### [Brief]
Turn every line of all the items below into one numbered list, omitting any blank lines.

________________________

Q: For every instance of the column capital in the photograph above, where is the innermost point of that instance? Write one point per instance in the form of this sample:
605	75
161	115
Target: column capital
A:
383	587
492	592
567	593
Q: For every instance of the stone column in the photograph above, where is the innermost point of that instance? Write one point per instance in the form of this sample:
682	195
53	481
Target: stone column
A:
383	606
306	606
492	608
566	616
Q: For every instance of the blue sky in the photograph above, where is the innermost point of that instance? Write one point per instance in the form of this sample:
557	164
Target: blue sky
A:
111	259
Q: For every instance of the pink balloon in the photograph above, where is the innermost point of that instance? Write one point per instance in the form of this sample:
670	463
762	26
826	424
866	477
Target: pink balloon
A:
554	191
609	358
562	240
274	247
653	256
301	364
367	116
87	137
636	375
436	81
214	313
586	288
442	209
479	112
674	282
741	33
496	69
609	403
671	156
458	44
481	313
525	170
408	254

________________________

### [In response]
1. Q: For every instance of the column capital in the photograph above, where is the innermost point of that instance? Write one point per instance in the form of this sample:
2. 605	75
3. 161	115
4. Target: column capital
5. A:
6. 383	587
7. 492	592
8. 567	593
9. Q: For every instance of the stone column in the photograph above, where is the innermost point of that instance? Write one point per instance in the form of this sample:
10. 682	195
11. 53	481
12. Target: stone column
13. A:
14. 383	606
15. 306	606
16. 492	608
17. 566	616
18. Q: For every instance of the blue sky in the photograph above, where is the innermost point of that instance? Write one point per instance in the form of this sample:
19. 557	164
20. Target: blue sky
21. A:
22. 111	259
23. Q: For every instance of the pink balloon in the photograph above, where is the innermost point of that instance? Write one point per instance in the form of this sample:
24. 670	463
25. 762	26
26. 826	424
27. 866	477
28. Target: pink balloon
29. A:
30. 554	191
31. 609	358
32. 562	240
33. 274	247
34. 653	256
35. 301	364
36. 367	116
37. 87	137
38. 636	375
39. 436	81
40. 214	313
41. 586	288
42. 442	209
43. 479	112
44. 674	282
45. 741	33
46. 496	69
47. 609	403
48. 671	156
49. 458	44
50. 481	313
51. 525	170
52. 408	254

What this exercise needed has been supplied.